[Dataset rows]

----------

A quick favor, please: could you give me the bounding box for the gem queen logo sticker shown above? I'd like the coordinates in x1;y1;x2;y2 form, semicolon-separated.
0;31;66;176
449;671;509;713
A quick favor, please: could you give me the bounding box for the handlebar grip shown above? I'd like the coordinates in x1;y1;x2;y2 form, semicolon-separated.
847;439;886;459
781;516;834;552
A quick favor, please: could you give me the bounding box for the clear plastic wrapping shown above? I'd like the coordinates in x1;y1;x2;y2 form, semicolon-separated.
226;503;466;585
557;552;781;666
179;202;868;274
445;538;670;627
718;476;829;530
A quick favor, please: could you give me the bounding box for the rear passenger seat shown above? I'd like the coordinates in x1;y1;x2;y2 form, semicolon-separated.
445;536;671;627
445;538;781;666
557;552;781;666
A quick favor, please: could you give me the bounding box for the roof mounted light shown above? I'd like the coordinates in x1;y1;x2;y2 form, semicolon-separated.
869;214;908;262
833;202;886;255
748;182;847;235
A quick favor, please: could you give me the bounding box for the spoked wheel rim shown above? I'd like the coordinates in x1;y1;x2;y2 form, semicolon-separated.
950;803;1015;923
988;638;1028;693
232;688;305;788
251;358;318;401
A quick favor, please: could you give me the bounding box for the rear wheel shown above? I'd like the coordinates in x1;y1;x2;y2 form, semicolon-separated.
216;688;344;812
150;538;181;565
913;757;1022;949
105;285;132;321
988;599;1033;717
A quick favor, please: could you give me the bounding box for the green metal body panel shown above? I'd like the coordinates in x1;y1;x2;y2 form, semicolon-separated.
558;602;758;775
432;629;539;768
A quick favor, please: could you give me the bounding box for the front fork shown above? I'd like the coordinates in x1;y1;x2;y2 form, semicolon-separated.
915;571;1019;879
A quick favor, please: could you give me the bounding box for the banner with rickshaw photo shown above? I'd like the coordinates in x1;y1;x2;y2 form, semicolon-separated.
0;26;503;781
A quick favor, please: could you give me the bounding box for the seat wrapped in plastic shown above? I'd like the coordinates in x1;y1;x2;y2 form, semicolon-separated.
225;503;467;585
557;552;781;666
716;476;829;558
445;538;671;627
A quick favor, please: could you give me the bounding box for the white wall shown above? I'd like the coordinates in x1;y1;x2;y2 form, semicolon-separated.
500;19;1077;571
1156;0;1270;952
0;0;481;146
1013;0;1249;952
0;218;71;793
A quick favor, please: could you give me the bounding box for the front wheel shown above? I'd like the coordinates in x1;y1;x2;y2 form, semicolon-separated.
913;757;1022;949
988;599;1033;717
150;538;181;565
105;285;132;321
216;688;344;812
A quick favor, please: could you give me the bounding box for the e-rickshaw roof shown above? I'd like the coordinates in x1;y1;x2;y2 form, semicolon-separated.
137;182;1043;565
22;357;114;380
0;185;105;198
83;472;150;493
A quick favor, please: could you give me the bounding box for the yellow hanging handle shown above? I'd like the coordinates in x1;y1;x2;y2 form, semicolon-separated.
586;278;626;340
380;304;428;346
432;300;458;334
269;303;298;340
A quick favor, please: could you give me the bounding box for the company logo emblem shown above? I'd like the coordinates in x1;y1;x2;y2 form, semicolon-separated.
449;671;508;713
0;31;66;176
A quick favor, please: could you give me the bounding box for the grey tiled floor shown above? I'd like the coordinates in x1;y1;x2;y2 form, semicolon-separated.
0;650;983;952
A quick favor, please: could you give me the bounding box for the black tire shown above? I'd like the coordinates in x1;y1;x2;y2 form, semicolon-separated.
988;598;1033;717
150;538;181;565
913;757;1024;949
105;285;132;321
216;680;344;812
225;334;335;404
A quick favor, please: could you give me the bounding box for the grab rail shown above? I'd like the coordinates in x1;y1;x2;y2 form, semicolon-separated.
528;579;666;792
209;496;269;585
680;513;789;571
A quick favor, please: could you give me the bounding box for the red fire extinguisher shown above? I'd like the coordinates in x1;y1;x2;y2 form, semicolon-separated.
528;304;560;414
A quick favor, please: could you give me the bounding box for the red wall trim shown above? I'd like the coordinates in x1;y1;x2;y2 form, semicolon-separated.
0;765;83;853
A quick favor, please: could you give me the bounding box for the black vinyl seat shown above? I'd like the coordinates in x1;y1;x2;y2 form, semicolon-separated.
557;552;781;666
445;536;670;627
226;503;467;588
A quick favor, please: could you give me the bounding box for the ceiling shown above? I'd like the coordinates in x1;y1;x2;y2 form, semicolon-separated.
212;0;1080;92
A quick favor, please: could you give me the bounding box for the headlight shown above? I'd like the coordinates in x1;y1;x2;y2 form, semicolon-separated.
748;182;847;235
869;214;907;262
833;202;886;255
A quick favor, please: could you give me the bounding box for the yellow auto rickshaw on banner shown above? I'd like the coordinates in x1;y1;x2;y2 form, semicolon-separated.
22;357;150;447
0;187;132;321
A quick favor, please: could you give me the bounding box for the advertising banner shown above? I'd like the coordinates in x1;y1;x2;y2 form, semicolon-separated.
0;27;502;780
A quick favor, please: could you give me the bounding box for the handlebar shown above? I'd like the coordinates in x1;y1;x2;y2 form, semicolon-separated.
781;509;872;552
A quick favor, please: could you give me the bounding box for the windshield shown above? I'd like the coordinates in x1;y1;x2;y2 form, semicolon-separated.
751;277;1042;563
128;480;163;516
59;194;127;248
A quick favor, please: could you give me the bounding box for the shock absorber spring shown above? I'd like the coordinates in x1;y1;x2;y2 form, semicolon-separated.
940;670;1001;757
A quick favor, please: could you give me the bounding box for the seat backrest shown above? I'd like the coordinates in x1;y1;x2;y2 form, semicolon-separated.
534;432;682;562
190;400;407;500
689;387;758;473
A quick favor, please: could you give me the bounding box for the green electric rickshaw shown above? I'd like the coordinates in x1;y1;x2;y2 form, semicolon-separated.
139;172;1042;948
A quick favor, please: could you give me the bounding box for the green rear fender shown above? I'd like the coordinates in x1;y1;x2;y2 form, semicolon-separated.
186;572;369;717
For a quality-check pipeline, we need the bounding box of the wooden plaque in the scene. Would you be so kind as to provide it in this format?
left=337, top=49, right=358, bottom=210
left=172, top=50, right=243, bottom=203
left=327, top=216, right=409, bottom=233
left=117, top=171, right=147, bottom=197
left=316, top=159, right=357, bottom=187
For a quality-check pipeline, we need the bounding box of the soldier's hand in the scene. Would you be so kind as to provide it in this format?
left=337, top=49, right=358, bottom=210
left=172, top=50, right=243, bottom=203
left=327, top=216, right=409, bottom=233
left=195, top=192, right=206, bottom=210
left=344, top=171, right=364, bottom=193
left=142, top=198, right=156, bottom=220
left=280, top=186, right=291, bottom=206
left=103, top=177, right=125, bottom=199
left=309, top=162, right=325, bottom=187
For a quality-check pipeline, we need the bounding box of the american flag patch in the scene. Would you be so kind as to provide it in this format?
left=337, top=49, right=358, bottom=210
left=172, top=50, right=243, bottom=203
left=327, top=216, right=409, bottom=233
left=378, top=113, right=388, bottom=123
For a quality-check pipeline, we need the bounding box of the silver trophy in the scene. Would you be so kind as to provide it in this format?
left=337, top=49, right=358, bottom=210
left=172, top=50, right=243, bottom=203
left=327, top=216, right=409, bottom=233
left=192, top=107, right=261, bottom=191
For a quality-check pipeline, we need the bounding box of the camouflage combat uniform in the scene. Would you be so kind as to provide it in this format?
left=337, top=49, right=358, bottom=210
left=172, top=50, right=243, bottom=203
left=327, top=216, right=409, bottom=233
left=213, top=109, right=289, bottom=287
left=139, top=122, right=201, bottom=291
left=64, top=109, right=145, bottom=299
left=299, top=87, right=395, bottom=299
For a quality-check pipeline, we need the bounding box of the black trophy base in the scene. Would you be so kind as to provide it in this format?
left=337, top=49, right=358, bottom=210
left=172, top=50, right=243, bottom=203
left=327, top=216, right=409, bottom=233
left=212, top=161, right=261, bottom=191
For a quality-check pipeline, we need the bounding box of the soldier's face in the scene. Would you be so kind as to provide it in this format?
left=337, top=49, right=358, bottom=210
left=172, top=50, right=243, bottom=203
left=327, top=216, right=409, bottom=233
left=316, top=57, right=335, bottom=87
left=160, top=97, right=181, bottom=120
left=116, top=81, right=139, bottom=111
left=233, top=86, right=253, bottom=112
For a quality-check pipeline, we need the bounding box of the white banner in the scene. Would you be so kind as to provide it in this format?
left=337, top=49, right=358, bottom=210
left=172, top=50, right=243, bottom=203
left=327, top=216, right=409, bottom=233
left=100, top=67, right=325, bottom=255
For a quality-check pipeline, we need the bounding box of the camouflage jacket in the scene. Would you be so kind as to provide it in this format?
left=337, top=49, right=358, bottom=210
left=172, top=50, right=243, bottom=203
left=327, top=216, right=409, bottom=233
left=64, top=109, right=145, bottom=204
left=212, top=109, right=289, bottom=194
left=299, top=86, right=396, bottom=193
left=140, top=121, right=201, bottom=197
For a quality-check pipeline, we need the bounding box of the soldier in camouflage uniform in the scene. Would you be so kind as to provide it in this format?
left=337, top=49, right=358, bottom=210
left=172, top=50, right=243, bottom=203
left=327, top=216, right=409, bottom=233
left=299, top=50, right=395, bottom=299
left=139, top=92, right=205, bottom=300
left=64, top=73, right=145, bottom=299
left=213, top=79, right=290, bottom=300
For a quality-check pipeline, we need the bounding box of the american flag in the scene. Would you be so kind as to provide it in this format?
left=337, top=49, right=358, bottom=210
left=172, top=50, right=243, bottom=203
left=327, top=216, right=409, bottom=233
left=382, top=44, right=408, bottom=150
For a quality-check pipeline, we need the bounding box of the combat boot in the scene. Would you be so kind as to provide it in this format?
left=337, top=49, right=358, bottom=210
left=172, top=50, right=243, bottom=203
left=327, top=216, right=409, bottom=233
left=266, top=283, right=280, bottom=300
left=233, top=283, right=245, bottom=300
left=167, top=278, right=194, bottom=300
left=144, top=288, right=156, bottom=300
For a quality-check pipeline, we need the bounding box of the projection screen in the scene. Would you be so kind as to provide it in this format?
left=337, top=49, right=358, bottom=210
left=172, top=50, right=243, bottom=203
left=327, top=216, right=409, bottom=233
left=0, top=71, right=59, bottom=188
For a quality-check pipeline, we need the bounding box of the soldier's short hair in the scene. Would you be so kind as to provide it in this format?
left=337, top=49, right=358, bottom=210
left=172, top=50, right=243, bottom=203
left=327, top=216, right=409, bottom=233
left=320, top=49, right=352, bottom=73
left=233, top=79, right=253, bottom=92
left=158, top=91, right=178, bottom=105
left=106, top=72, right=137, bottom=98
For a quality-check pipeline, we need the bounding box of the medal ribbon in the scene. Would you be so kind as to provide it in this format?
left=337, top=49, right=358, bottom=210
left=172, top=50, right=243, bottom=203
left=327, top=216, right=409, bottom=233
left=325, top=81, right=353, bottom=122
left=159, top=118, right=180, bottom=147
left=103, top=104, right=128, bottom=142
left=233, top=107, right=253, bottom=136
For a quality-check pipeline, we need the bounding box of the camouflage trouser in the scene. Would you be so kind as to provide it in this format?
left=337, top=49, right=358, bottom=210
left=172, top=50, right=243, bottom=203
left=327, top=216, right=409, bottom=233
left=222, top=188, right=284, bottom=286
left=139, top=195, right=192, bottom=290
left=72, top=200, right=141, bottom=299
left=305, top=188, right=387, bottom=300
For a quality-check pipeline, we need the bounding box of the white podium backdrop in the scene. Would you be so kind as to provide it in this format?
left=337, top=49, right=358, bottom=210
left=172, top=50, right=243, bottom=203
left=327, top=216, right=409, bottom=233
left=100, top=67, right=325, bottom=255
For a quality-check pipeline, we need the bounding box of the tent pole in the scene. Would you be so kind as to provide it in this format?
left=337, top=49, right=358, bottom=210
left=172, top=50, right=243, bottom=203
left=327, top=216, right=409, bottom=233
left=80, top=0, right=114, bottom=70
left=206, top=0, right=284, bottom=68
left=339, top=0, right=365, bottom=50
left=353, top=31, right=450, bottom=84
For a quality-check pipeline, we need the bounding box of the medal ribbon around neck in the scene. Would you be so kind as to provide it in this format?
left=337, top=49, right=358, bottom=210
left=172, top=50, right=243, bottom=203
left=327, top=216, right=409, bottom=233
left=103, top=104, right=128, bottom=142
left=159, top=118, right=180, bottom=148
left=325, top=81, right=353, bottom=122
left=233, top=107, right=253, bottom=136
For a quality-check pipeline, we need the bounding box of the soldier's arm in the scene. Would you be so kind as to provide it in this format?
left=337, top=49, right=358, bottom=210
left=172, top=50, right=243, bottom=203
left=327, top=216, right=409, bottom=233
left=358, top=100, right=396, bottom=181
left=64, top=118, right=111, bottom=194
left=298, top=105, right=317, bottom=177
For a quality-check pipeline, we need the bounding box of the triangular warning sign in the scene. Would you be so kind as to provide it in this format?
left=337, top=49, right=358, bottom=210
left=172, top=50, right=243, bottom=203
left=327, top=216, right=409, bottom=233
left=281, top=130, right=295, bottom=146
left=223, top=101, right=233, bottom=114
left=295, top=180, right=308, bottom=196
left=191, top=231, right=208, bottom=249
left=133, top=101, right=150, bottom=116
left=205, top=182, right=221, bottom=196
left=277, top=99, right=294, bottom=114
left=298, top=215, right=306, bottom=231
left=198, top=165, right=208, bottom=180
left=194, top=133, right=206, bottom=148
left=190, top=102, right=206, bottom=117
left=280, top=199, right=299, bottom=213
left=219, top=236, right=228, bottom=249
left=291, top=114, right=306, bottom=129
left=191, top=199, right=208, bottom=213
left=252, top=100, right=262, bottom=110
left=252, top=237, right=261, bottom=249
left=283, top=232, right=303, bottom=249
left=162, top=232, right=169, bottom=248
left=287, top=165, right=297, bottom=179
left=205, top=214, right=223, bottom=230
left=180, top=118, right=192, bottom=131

----------

In the rows above, reproduce every line from the one containing "of the black" down to the one containing "left=382, top=44, right=408, bottom=150", keeping both of those lines and copying each one word for word.

**RESULT OF THIS TASK:**
For a quality-check pipeline, we need the bounding box of the black trophy base in the scene. Would you be so kind as to provide it in this format?
left=337, top=49, right=358, bottom=210
left=172, top=50, right=243, bottom=203
left=327, top=216, right=409, bottom=233
left=212, top=161, right=261, bottom=191
For a quality-check pipeline, we need the bounding box of the soldier's face in the scene. Would you be so kind as to provide it in this format?
left=337, top=49, right=358, bottom=210
left=172, top=50, right=243, bottom=203
left=327, top=216, right=409, bottom=233
left=316, top=57, right=335, bottom=87
left=160, top=97, right=181, bottom=120
left=116, top=81, right=139, bottom=111
left=233, top=86, right=253, bottom=112
For a quality-check pipeline, we need the bounding box of the white banner in the scene. Would you be so kind as to provide it in this format?
left=337, top=49, right=358, bottom=210
left=172, top=50, right=243, bottom=203
left=327, top=216, right=409, bottom=233
left=100, top=67, right=325, bottom=255
For a quality-check pipeline, we need the bounding box of the camouflage jacket in the scene. Would you be so kind as to provide it in this format?
left=337, top=49, right=358, bottom=210
left=172, top=50, right=243, bottom=203
left=327, top=216, right=409, bottom=233
left=64, top=109, right=145, bottom=204
left=212, top=109, right=289, bottom=194
left=299, top=86, right=396, bottom=193
left=140, top=121, right=201, bottom=197
For a quality-check pipeline, we need the bounding box of the soldier in camouflage uniform in the scene. Would you be so kind as to provide it in this format?
left=337, top=49, right=358, bottom=210
left=172, top=50, right=243, bottom=203
left=327, top=216, right=409, bottom=233
left=299, top=50, right=395, bottom=299
left=139, top=92, right=205, bottom=300
left=64, top=73, right=145, bottom=299
left=213, top=79, right=290, bottom=300
For a quality-check pipeline, we need the bounding box of the american flag in the scene. Would you be so kind as to provide it in this format?
left=337, top=49, right=358, bottom=210
left=172, top=50, right=243, bottom=203
left=327, top=216, right=409, bottom=233
left=382, top=44, right=408, bottom=150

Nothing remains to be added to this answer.